Exercise prompt: Return, word for word, only the lines from the one containing "Where can the rugby" through the last line of the entries.

** START OF Available records **

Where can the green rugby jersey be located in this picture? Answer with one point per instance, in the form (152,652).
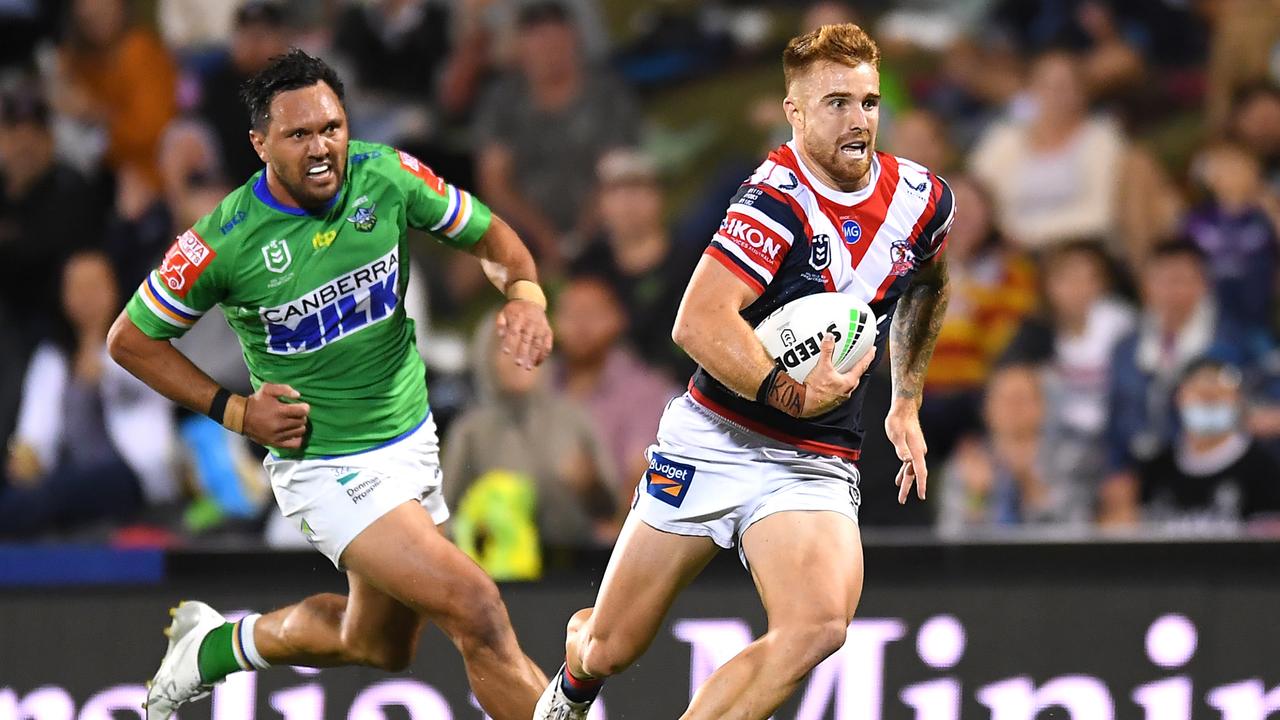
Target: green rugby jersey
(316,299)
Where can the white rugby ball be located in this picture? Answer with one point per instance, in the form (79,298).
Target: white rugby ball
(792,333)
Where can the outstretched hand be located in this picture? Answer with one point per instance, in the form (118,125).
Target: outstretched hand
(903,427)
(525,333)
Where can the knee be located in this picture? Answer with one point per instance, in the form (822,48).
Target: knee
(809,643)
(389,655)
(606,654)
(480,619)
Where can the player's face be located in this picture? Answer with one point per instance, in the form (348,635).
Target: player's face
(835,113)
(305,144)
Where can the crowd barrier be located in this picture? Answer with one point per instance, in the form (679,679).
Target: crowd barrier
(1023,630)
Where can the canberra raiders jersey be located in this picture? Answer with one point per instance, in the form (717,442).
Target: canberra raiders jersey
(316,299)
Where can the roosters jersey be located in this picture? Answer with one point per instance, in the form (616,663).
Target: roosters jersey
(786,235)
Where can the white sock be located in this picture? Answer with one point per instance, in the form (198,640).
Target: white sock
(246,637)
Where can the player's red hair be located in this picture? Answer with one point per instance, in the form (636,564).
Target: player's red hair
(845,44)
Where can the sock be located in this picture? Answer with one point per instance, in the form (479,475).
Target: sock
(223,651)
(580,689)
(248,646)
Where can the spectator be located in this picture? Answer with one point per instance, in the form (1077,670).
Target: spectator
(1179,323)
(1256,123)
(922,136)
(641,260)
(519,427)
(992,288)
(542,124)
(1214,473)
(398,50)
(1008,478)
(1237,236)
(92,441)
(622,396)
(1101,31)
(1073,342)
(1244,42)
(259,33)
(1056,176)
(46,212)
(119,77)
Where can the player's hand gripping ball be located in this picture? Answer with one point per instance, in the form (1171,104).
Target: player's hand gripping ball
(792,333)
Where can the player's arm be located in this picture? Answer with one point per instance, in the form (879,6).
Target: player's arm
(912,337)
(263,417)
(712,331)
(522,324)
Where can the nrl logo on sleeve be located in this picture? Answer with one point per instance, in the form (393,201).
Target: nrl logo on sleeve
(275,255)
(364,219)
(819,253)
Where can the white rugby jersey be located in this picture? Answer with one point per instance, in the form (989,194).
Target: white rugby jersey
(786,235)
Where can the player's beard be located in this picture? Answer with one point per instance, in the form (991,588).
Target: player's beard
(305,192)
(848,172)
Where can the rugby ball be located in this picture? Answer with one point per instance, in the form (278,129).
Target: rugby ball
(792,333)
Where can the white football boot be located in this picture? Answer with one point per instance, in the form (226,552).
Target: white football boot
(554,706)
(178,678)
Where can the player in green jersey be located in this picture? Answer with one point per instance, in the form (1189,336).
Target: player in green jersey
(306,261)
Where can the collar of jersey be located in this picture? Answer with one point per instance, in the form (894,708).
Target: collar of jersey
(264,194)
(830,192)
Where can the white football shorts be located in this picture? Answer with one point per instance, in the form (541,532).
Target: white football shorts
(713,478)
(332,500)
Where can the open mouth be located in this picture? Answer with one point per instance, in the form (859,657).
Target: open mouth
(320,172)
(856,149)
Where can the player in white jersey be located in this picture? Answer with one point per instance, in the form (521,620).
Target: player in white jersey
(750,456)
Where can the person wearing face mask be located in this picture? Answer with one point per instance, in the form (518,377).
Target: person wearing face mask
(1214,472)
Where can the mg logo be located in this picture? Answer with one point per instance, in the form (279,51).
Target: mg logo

** END OF Available records **

Solved exercise:
Where can the rugby ball be located in this picture? Answer with one point per instance, in the form (278,129).
Target: rugby ball
(792,333)
Where can the white football boot be located in this picture? Answer with one point per instance, in the form (226,552).
Target: white football boot
(554,706)
(178,678)
Where can the player in green jersey be located in this picture? Answer with one point per instance, in the form (1189,336).
Target: player in green jersey
(306,261)
Where can the collar of jersey be located in this picture? Answer with one point per instance, in the form (894,708).
Target: collar of jersey
(264,194)
(830,192)
Where can the white football shorts be located in this picture? Answer with one point per instance, in the form (541,532).
Target: white football shorts
(713,478)
(332,500)
Where can the open mouth be located in this picture? Answer with one point per instance, in the form (859,657).
Target: open mouth
(320,172)
(856,149)
Where can the player in white jersey be located in this picture? Answer with one point per instance, in the form (521,620).
Target: player in white jersey
(750,456)
Where can the person wearing face mask be located in this picture? Answer with one point per instance, in the form (518,377).
Target: person wearing face mask
(1214,472)
Where can the mg logo be located in this picture? Answer with one point per instance, in the form (279,51).
Target: mg logo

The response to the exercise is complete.